━━━━━ Quoted text
Integrating Variable and Distributed Energy Resources–Utilities, solar providers, and their customers are increasingly using advanced inverters to help integrate solar power on the grid. These smart inverters convert the direct current from solar panels into the alternating current used on the distribution grid. Traditional inverters shut off during grid disturbances such as unsafe changes in voltage or frequency. But smart inverters can help smooth these fluctuations across the grid.

Responding to Evolving Customer Preferences–Smart meters allow utilities to provide customers with usage data in near real-time, and to offer new services such as time-of-use pricing, peak-time rebates, budget setting options, high usage alerts, and demand response programs. Digital meters may soon enable “virtual power plants,” in which customers can aggregate output from solar panels, storage batteries, or other resources with those of other customers to sell in wholesale electricity markets.

Three Phases of Grid Modernization

Grid modernization is advancing in three phases, which can be labeled as Resilience, Enablement, and Optimization, and characterized as follows:

• Phase 1: Resilience–Deploying smart meters, networked sensors and control devices to gather data and monitor equipment and systems.
• Phase 2: Enablement–Using platforms such as advanced distribution management systems (ADMS) and distribution automation to aggregate and analyze the data gathered through smart devices and actively manage and control resources.
━━━━━━━━━━
━━━━━ Stored data
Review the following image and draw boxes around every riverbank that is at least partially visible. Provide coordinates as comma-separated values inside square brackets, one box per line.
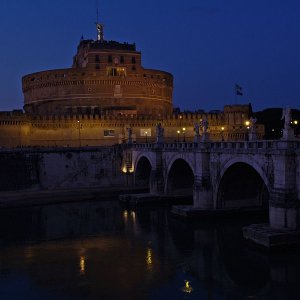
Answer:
[0, 186, 146, 209]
━━━━━━━━━━
Task description
Reproduce the passage on grid modernization between "Three Phases of" and "equipment and systems.", inclusive. The data shown here was drawn from a separate source.

Exercise response
Three Phases of Grid Modernization

Grid modernization is advancing in three phases, which can be labeled as Resilience, Enablement, and Optimization, and characterized as follows:

• Phase 1: Resilience–Deploying smart meters, networked sensors and control devices to gather data and monitor equipment and systems.